### Request
Edit the lines below by replacing "instance" with "occurrence" throughout and leaving everything else unchanged. Omit the pictures from your answer.

Entries from a dataset:
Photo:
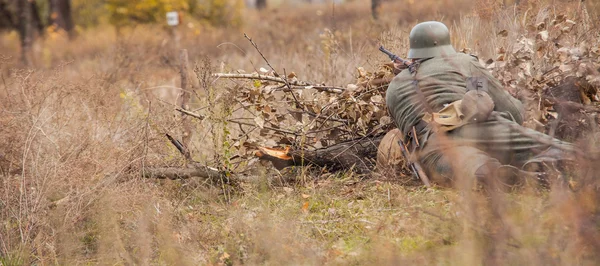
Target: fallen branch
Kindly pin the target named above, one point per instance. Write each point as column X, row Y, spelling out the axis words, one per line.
column 355, row 154
column 183, row 173
column 294, row 84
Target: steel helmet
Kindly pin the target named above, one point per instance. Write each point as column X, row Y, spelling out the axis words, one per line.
column 430, row 39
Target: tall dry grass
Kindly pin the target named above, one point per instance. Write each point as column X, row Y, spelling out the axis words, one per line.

### In response
Photo:
Target: fallen branch
Kindly pin the target named above, one point per occurrence. Write each point as column X, row Y, spelling out the axis words, one per line.
column 355, row 154
column 183, row 173
column 294, row 84
Target: steel helmet
Kindly pin the target named above, one point per occurrence. Write each point as column X, row Y, spelling out the axis words, one per line.
column 430, row 39
Target: tall dry grass
Kindly pin the target named above, one point per occurrence. Write each point as column X, row Y, spelling out the axis words, one per line.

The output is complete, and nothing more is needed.